- PAGE EXTRACT -
There is therefore a historical rivalry between the Sorbonne Law School (part of the Paris 1 Panthéon-Sorbonne University) and the Assas Law School (part of the Paris-Panthéon-Assas University). This is made further relevant today due to disparity in political opinion between the two universities. Assas is regarded as the bastion of the far-right within Parisian academic institutions, with far-right extremist organisations such as the Groupe Union Défense and other protests being based there. Additionally, Assas counts members of the Le Pen family which has led the far-right National Rally party in its alumni (Jean-Marie le Pen, Marine Le Pen, Marion Maréchal). Conversely, the Sorbonne Law School (and Paris I) retains a more left-wing reputation, with students commenting in favour of left-wing candidates in the press.

- TASK OBJECTIVE -
In the extract about the two Paris law schools, why is the rivalry between them still relevant today? Answer in one to three sentences. You don't need the lines for any of this.

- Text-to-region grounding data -
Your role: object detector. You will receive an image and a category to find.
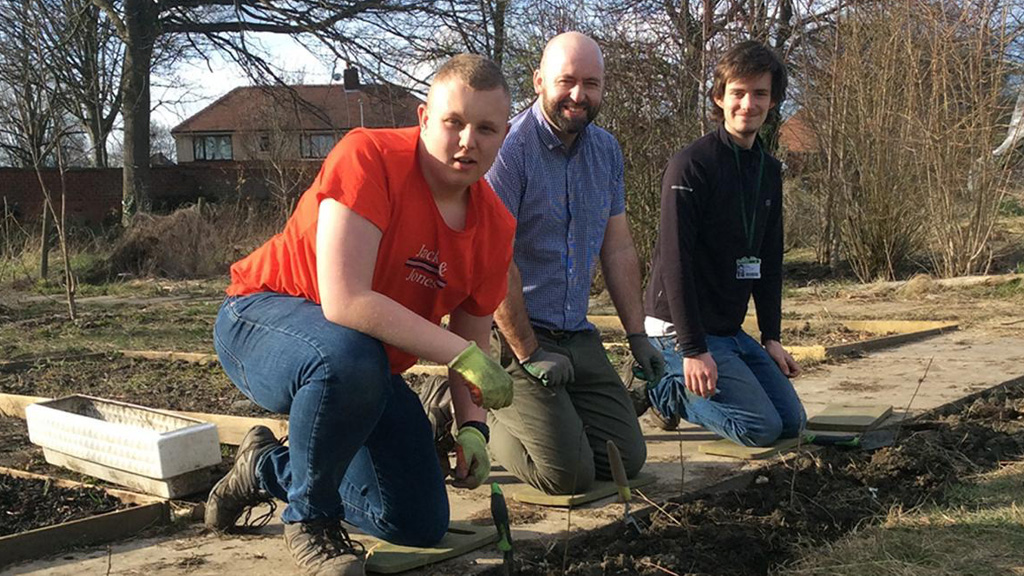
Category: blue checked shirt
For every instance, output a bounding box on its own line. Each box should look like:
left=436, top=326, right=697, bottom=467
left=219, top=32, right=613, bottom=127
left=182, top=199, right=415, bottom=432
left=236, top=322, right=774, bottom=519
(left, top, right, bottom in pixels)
left=486, top=100, right=626, bottom=331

- RESULT BELOW -
The rivalry is still relevant today because the two universities differ in political opinion. Assas is seen as the far-right stronghold among Paris academic institutions, and the Sorbonne Law School has a more left-wing reputation.